— Extracted entries —
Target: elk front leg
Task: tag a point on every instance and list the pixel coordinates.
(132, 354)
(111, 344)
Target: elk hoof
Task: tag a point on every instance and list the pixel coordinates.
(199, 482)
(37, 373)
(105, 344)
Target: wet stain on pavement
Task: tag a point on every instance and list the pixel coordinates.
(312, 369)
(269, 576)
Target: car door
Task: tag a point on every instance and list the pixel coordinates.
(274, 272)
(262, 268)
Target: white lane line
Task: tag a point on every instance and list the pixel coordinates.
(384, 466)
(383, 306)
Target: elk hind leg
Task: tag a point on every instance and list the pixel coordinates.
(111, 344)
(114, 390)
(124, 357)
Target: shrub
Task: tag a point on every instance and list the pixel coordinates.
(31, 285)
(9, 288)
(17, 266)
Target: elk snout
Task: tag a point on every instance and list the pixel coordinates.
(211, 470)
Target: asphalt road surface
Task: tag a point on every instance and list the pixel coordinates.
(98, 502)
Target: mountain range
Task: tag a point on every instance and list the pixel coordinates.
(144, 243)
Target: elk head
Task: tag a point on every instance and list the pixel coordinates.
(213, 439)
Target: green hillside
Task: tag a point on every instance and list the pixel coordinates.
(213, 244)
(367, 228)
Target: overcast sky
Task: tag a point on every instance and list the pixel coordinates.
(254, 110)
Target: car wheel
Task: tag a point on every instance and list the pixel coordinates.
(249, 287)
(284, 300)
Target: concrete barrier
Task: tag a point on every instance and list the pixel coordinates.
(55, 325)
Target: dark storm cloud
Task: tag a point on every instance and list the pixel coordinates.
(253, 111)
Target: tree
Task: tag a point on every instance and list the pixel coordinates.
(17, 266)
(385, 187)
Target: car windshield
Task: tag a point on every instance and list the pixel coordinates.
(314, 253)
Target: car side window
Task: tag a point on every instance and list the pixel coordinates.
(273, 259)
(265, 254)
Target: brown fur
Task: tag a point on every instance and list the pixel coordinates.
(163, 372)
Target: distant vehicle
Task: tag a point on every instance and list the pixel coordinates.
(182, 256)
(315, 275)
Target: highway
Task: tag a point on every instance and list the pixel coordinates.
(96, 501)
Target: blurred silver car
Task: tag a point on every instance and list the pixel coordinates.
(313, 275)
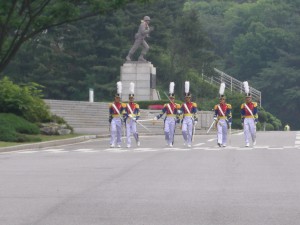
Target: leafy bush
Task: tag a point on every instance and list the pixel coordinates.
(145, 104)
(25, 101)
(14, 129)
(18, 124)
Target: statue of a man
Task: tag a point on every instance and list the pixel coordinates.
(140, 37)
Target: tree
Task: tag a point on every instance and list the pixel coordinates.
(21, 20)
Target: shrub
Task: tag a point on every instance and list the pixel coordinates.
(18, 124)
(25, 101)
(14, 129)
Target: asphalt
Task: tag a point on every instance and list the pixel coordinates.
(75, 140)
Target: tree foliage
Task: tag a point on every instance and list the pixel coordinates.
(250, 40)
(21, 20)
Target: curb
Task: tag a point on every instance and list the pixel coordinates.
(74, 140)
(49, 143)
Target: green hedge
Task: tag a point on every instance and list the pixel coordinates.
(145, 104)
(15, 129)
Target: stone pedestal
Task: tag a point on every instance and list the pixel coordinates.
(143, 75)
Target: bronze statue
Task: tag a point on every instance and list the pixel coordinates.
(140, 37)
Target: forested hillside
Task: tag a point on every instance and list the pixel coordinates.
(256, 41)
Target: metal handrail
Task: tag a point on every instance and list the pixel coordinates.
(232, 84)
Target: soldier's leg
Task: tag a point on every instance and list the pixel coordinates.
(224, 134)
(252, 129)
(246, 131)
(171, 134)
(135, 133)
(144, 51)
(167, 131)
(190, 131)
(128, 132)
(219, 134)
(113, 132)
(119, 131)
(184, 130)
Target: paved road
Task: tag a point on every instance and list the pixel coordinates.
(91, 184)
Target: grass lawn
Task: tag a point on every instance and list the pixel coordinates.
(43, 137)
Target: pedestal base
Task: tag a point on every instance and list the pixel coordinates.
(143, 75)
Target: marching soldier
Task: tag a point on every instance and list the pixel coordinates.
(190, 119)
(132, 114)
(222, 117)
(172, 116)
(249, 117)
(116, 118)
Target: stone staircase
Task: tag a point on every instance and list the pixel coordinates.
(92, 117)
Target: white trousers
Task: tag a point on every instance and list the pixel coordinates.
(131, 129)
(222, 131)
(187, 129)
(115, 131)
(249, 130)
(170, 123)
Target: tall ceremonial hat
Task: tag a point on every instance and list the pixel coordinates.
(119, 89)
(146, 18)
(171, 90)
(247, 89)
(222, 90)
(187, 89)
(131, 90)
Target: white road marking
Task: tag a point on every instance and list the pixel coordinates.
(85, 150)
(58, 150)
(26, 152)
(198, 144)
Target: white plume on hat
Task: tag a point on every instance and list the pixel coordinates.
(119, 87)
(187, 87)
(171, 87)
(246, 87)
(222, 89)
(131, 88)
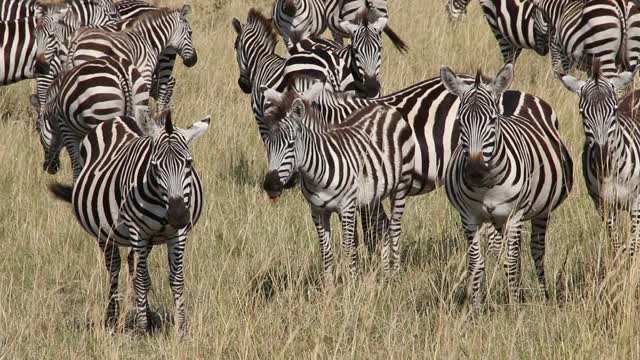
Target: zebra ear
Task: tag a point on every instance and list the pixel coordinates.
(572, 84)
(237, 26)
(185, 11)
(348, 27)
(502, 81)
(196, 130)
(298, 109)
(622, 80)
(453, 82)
* * *
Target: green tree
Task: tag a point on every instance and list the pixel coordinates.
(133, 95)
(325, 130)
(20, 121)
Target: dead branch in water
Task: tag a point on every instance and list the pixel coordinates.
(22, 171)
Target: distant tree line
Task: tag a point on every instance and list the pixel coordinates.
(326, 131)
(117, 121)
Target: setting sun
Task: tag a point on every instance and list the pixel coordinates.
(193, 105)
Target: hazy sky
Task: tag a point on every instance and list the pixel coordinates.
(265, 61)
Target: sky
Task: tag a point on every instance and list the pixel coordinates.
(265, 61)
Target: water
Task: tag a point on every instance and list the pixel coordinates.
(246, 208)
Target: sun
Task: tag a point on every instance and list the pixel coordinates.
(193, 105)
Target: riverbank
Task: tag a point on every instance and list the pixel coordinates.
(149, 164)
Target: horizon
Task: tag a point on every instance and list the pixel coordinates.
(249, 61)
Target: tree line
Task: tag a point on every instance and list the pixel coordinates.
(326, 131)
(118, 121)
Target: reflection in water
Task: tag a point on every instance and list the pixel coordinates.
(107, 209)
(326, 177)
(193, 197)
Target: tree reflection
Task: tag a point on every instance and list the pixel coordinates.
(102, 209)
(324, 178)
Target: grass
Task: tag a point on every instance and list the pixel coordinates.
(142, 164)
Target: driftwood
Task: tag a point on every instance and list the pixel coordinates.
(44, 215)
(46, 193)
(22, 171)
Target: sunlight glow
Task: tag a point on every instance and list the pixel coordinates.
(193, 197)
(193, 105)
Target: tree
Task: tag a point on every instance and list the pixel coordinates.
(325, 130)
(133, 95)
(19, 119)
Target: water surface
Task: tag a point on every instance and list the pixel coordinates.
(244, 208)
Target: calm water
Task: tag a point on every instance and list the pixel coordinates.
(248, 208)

— Given problem —
How many lines in the listing above contain the word "hillside", counting case-sensitively? Reply with the number only.

— Problem solution —
2